Whenever the string "could" turns up in a line of the data below, copy that line.

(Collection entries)
___

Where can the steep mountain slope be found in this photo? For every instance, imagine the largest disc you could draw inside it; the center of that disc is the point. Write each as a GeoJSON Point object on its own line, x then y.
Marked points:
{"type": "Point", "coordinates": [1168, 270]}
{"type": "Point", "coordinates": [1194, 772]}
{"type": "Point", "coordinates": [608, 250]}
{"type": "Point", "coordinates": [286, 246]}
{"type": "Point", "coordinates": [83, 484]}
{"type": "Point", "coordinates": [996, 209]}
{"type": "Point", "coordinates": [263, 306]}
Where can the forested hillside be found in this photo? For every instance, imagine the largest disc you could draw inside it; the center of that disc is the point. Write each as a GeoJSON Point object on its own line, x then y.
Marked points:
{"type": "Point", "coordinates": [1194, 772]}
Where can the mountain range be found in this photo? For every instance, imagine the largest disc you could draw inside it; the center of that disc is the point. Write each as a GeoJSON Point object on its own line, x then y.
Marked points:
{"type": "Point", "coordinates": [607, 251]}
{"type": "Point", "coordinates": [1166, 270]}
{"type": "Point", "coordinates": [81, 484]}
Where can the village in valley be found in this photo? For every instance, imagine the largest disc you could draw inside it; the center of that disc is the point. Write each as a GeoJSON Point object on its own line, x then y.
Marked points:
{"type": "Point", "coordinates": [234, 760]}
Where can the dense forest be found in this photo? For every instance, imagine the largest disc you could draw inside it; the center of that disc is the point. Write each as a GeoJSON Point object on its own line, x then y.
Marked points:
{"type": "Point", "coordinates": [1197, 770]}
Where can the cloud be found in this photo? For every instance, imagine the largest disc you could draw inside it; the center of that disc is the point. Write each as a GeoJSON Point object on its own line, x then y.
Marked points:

___

Response to this task ::
Where can the steep mountain slope be found in this photo? For every instance, imagine the largest disc you could draw inside it; the center of that disc is the point. Write each as a GeoJSON Point object on its own line, x then y.
Where can the forested hillside be found in this photo? For every instance, imagine the largest disc you could draw inside it; the center of that disc is the point. Write each as a GeoJSON Point object on its own line, x then y.
Where can the mountain range be found in this photo? For every instance, imagine the largest disc you could draw inside it; the center of that disc is the point. Write each as a GeoJSON Point object on its own line, x then y.
Where can the village in valley be found in this photo? For every instance, imagine the largest disc you could draw inside it; the center of that disc is the point. Write each as a GeoJSON Point object on its own line, x then y.
Where can the dense forest be found in this photo? For every instance, imagine the largest disc you could draw inside it; the center of that disc is the point. Write each as a GeoJSON Point object on its own line, x then y.
Where can the cloud be found in this photo? For every instance, imagine the largest disc you could draw inside it; the center of that disc is the point. Write each as a GeoJSON Point object on its own line, x then y.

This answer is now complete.